____ Raw records
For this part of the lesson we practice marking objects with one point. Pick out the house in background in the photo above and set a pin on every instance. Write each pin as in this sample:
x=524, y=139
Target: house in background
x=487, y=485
________
____ Raw records
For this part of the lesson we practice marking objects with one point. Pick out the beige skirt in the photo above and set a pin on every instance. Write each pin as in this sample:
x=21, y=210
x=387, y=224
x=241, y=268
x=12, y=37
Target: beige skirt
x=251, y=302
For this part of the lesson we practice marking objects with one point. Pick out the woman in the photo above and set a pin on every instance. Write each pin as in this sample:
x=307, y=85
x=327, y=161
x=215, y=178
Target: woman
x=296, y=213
________
• _Aim of the exercise_:
Can you render the material from the line containing "out the house" through the line containing "x=487, y=485", both lines included, as a numbered list with any blank lines left out?

• _Right answer_:
1. For this part of the lesson we practice marking objects with one point. Pick out the house in background in the photo above and set a pin on every instance. Write each pin as in this sample:
2. x=524, y=139
3. Target: house in background
4. x=487, y=485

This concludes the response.